» Document excerpt:

[Start]

# Facing up to Reality



## perspective2 (Jun 4, 2014)

I have been unhappy with lack of sex for many years. Dh cries and promises the moon, says he can't tell when I am in the mood. Have told him let's just stick a date on the calendar and do it. Not very good when it does happen. I am overweight and working on it. He is morbidly obese. I'm just not going to get what I need physically or emotionally from him. It is best for the kids (we don't fight a lot and I won't be seeking a different relationship if I divorce) and even best for us in many ways to just stay together at this point.

I told him I wanted separate bedrooms because he snores. He does and I'm exhausted and the snoring sounds to me like laughter, like haha here I am sleeping like a log while you lay awake wishing you had a real marriage. I think I will feel less resentful if my roommate spouse and I sleep apart. He doesn't like the idea, should I just go ahead and do it? He said is there something more to it then the snoring. I can't have the conversation again, I'm done and have nothing new to say, sick of the empty promises. Can't remember the last time we had sex and it isn't good when we do have it, I feel like I am causing him too much 'work' and can't relax and their just isn't enough of him 'available' due to the fat blocking everything.

Now I am just trying to move and cope with what is and be happy as I can in spite of it. Feeling like separate bedrooms might help this.


----------



## Anon Pink (Jan 17, 2013)

I'd actually suggest separate living quarters.

[End]

» Material shown:

[Start]

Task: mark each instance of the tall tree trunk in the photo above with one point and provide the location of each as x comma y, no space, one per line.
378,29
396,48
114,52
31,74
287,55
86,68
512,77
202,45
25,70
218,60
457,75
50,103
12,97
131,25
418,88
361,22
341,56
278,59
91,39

[End]

» Task requirements: Rewrite the thread on separate bedrooms, everything from "# Facing up" down to "at this point.", putting "planner" in place of "calendar".

» Solution for this exercise:
# Facing up to Reality



## perspective2 (Jun 4, 2014)

I have been unhappy with lack of sex for many years. Dh cries and promises the moon, says he can't tell when I am in the mood. Have told him let's just stick a date on the planner and do it. Not very good when it does happen. I am overweight and working on it. He is morbidly obese. I'm just not going to get what I need physically or emotionally from him. It is best for the kids (we don't fight a lot and I won't be seeking a different relationship if I divorce) and even best for us in many ways to just stay together at this point.